(Point annotation dataset rows)
════════════════
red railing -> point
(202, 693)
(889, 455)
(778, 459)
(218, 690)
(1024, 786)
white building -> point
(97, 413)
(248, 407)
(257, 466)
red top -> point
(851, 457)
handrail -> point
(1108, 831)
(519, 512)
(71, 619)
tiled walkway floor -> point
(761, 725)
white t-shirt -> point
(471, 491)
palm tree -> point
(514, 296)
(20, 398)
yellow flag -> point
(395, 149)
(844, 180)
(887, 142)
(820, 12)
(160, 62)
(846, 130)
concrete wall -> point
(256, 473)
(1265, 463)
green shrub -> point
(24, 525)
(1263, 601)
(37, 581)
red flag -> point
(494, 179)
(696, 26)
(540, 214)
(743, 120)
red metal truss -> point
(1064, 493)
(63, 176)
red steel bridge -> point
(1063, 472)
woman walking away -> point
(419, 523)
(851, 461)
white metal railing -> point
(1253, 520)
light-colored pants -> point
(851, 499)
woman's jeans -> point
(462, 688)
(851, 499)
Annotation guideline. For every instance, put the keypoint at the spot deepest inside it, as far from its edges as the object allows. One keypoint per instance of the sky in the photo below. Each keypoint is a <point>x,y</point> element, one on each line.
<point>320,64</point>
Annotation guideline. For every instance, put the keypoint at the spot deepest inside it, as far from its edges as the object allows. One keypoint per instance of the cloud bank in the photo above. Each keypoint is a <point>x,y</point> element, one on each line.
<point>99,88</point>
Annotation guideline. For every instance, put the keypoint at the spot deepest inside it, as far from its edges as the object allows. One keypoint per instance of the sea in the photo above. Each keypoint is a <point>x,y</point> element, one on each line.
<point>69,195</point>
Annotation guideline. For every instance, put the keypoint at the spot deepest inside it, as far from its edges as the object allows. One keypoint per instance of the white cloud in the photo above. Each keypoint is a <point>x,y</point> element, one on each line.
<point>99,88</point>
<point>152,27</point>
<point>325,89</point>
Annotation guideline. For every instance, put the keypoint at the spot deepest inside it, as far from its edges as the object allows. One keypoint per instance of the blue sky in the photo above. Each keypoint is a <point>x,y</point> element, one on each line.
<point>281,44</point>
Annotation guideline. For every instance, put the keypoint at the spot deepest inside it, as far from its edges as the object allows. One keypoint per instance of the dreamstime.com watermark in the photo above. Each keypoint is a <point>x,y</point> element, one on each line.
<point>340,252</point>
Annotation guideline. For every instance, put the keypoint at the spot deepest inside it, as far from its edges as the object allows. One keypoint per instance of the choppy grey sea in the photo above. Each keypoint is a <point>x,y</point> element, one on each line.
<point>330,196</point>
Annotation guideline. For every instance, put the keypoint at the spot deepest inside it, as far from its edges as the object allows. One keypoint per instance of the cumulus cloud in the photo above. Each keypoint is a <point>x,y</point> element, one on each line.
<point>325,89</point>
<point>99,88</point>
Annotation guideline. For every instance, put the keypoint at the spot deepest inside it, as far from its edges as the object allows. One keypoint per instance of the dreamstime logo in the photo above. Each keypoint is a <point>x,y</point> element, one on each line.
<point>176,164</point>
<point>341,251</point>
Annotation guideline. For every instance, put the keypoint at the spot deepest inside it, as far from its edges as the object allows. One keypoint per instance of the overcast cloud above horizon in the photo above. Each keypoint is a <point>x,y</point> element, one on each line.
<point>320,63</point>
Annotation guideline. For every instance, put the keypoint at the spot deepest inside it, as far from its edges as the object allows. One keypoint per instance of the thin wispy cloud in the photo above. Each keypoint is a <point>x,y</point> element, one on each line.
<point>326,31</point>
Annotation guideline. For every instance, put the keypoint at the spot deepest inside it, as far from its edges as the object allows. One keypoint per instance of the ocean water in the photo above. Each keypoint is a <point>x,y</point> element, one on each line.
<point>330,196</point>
════════════════
## Given instruction
Convert every row above into a JSON list of strings, one string per line, leaving out blank lines.

## Problem solution
[
  "red railing -> point",
  "(202, 693)",
  "(889, 455)",
  "(778, 459)",
  "(218, 690)",
  "(1024, 786)",
  "white building -> point",
  "(97, 413)",
  "(248, 407)",
  "(257, 466)",
  "red top -> point",
  "(851, 457)",
  "handrail -> point",
  "(1108, 831)",
  "(519, 512)",
  "(71, 619)",
  "tiled walkway floor -> point",
  "(761, 725)",
  "white t-shirt -> point",
  "(471, 491)",
  "palm tree -> point",
  "(514, 296)",
  "(20, 398)",
  "yellow flag -> point",
  "(395, 149)",
  "(844, 180)",
  "(887, 142)",
  "(820, 12)",
  "(160, 62)",
  "(846, 130)",
  "concrete wall -> point",
  "(256, 473)",
  "(1265, 463)",
  "green shrub -> point",
  "(24, 525)",
  "(1263, 601)",
  "(37, 581)",
  "red flag -> point",
  "(494, 179)",
  "(696, 26)",
  "(540, 214)",
  "(743, 120)",
  "red metal truss -> point",
  "(1064, 493)",
  "(63, 176)",
  "red steel bridge -> point",
  "(1063, 472)",
  "woman walking away -> point",
  "(419, 523)",
  "(851, 461)",
  "white metal railing -> point",
  "(1253, 520)",
  "light-colored pants -> point",
  "(851, 499)",
  "woman's jeans -> point",
  "(462, 688)",
  "(851, 499)",
  "Annotation guideline. For every instance, put the keypoint at the spot deepest inside it, as far from its edges as the object allows. One keypoint per instance of the sky in the photo below. Each keypoint is a <point>x,y</point> element, one on each line.",
  "<point>320,64</point>",
  "Annotation guideline. For every instance, put the keypoint at the spot deepest inside it, as far from its edges as the object allows. One keypoint per instance of the cloud bank in the photo above. Each keypoint is a <point>x,y</point> element, one on each line.",
  "<point>99,88</point>",
  "Annotation guideline. For every instance, put the keypoint at the spot deepest inside it, as far from its edges as the object allows. One keypoint per instance of the sea in the photo above. Each keypoint is a <point>x,y</point> element, one on each line.",
  "<point>69,195</point>",
  "Annotation guideline. For every instance, put the keypoint at the spot deepest inside it, as far from its edges as the object allows. One keypoint per instance of the white cloud in the photo above. Each keypoint is a <point>x,y</point> element, one on each line.",
  "<point>99,88</point>",
  "<point>152,27</point>",
  "<point>325,89</point>",
  "Annotation guideline. For every instance, put the keypoint at the spot deepest inside it, as far from its edges as the object allows. One keypoint per instance of the blue sky in the photo above. Each keypoint is a <point>x,y</point> element, one on each line.",
  "<point>281,44</point>",
  "Annotation guideline. For every instance, put the keypoint at the spot deepest inside it, as far from its edges as the object allows. One keypoint per instance of the dreamstime.com watermark in the photo above. Each keypoint is a <point>x,y</point> element, one on each line.",
  "<point>340,252</point>",
  "Annotation guideline. For every instance, put the keypoint at the spot deepest inside it, as far from its edges as the object allows. One keypoint per instance of the choppy grey sea in the photo above. Each keypoint is a <point>x,y</point> element, one on each line.",
  "<point>330,196</point>",
  "Annotation guideline. For every instance, put the keypoint at the spot deepest inside it, as far from its edges as the object allows. One keypoint per instance of the cumulus cloud in the photo above. Each keypoint is a <point>x,y</point> element, one on each line.",
  "<point>325,89</point>",
  "<point>99,88</point>",
  "Annotation guideline. For every instance, put the keypoint at the spot deepest inside it, as far from its edges as the object allows. One keypoint per instance of the dreamstime logo in the photo above. Each keypoint is a <point>x,y</point> element, one on each line.",
  "<point>176,164</point>",
  "<point>341,251</point>",
  "Annotation guideline. For every instance, put the keypoint at the spot deepest inside it, as far from its edges as the object allows. One keypoint per instance of the overcast cloud above horizon in the photo above. Each keypoint is a <point>x,y</point> element, one on each line.",
  "<point>320,63</point>",
  "Annotation guideline. For every instance, put the keypoint at the spot deepest inside it, as far from its edges as the object allows. One keypoint per instance of the thin wispy cloud in the photo above. Each keypoint is a <point>x,y</point> element, one on each line.",
  "<point>326,31</point>",
  "Annotation guideline. For every instance, put the keypoint at the spot deepest inside it, as far from its edges as the object allows. One keypoint per instance of the ocean water in the photo above. Each keypoint is a <point>x,y</point> element, one on each line.",
  "<point>330,196</point>"
]